=== Begin Enclosure ===

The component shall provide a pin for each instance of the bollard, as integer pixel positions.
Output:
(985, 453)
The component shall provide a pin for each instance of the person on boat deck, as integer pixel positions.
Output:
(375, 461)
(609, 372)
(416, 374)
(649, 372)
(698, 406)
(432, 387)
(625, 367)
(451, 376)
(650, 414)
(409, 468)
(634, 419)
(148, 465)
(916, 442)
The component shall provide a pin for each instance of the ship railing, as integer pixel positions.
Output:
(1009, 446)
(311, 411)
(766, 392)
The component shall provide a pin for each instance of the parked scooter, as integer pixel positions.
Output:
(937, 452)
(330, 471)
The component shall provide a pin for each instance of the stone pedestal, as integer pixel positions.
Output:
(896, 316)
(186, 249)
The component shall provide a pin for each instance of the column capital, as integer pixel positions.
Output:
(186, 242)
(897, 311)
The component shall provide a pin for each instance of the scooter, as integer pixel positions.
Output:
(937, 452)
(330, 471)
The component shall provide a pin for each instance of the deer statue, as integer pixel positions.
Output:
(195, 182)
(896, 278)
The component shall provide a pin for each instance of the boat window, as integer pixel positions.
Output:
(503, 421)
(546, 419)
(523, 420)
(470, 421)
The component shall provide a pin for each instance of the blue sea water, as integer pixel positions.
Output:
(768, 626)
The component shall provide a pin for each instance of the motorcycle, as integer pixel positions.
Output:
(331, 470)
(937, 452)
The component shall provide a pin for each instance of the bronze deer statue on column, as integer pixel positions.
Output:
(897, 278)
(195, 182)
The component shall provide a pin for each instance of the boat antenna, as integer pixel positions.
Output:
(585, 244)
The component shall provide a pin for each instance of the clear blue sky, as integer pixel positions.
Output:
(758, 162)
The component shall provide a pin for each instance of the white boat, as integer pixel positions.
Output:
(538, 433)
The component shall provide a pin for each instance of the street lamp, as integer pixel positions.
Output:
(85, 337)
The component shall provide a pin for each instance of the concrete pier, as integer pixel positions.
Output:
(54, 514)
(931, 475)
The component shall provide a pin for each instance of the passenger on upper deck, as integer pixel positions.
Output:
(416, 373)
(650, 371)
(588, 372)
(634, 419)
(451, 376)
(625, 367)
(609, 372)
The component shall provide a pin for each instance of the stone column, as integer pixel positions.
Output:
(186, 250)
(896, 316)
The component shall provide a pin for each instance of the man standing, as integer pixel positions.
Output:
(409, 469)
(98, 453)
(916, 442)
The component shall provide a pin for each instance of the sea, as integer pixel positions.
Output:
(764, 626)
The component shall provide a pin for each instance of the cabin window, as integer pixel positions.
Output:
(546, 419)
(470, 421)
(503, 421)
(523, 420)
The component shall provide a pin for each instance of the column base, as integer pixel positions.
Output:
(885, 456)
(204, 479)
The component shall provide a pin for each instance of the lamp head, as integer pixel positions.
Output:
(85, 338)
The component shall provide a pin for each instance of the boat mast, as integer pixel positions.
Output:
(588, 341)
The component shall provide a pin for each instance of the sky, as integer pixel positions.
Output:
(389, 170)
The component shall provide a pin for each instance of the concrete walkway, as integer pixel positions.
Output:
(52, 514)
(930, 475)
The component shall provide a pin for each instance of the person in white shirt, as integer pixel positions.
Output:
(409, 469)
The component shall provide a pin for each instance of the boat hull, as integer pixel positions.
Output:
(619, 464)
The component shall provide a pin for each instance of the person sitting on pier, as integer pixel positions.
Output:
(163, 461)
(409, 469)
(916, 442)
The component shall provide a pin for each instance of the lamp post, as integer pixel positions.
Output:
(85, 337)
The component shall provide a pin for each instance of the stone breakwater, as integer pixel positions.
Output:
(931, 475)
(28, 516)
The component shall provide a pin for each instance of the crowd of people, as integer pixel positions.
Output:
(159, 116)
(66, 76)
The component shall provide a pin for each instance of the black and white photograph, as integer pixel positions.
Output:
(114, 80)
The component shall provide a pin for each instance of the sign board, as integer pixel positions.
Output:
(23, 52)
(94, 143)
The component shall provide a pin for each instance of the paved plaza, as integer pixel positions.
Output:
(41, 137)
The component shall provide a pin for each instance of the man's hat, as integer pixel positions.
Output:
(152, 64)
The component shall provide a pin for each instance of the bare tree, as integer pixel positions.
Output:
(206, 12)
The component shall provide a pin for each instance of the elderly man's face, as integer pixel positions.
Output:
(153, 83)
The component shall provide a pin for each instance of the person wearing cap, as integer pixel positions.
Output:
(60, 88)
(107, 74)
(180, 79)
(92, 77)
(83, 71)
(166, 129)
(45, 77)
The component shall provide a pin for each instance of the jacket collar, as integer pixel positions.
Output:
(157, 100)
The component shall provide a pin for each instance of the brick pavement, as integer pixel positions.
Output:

=== End Enclosure ===

What you will do: Read through the entries and copy each line in which "lamp" appears.

Exercise output:
The component shall provide a pin for each instance of the street lamp, as integer pixel positions.
The component shall provide a pin for each instance of the lamp head, as integer pixel positions.
The component shall provide a pin for each instance of the lamp post, as integer pixel positions.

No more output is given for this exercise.